* Aufgabe A: Entnimm dem Katalogeintrag zur Fritzlarer Stiftskirche bitte wortgetreu den Abschnitt von "Datierung: 1882" bis einschließlich "Schwarz und Graphit)".
* Aufgabe B: Welche verschiedenen Jahreszahlen kommen im Katalogeintrag zur Fritzlarer Stiftskirche vor? Zähle sie alle auf.

* Zu lesender Auszug:
|<<   <<<<   13 / 20   >>>>   >>|

3.33.4.10 - Fritzlar, ehem. Stiftskirche St. Peter, Entwurf zur Umgestaltung von Pfarraltar und Aufgang zum Chor, Ansicht



3.33.4.10 - Fritzlar, ehem. Stiftskirche St. Peter, Entwurf zur Umgestaltung von Pfarraltar und Aufgang zum Chor, Ansicht


Inventar Nr.: L GS 18227
Bezeichnung: Fritzlar, ehem. Stiftskirche St. Peter, Entwurf zur Umgestaltung von Pfarraltar und Aufgang zum Chor, Ansicht
Künstler: Hugo Schneider (1841 - 1925)
Datierung: 1882
Geogr. Bezug: Fritzlar
Technik: Feder in Schwarz
Träger: Papier
Wasserzeichen: -
Maße: 62,7 x 93,8 cm (Blattmaß)
Maßstab: bezifferter Maßstab mit Maßeinheit "m"
Beschriftungen: oben rechts: "- Blatt: 5 -" (Graphit)
unten rechts: "Hugo Schneid / Cassel 1 / Zum Kostenanschlag im / vom April 1882" (Feder in Schwarz und Graphit)

* Quelldaten:
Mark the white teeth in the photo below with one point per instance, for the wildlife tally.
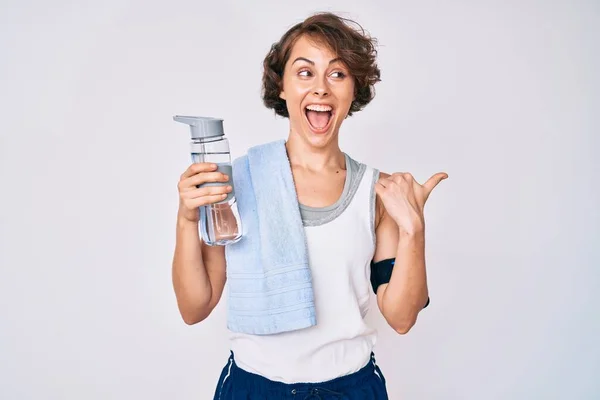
(319, 107)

* Endgültige Antwort A:
Datierung: 1882
Geogr. Bezug: Fritzlar
Technik: Feder in Schwarz
Träger: Papier
Wasserzeichen: -
Maße: 62,7 x 93,8 cm (Blattmaß)
Maßstab: bezifferter Maßstab mit Maßeinheit "m"
Beschriftungen: oben rechts: "- Blatt: 5 -" (Graphit)
unten rechts: "Hugo Schneid / Cassel 1 / Zum Kostenanschlag im / vom April 1882" (Feder in Schwarz und Graphit)

* Endgültige Antwort B: 1841, 1882, 1925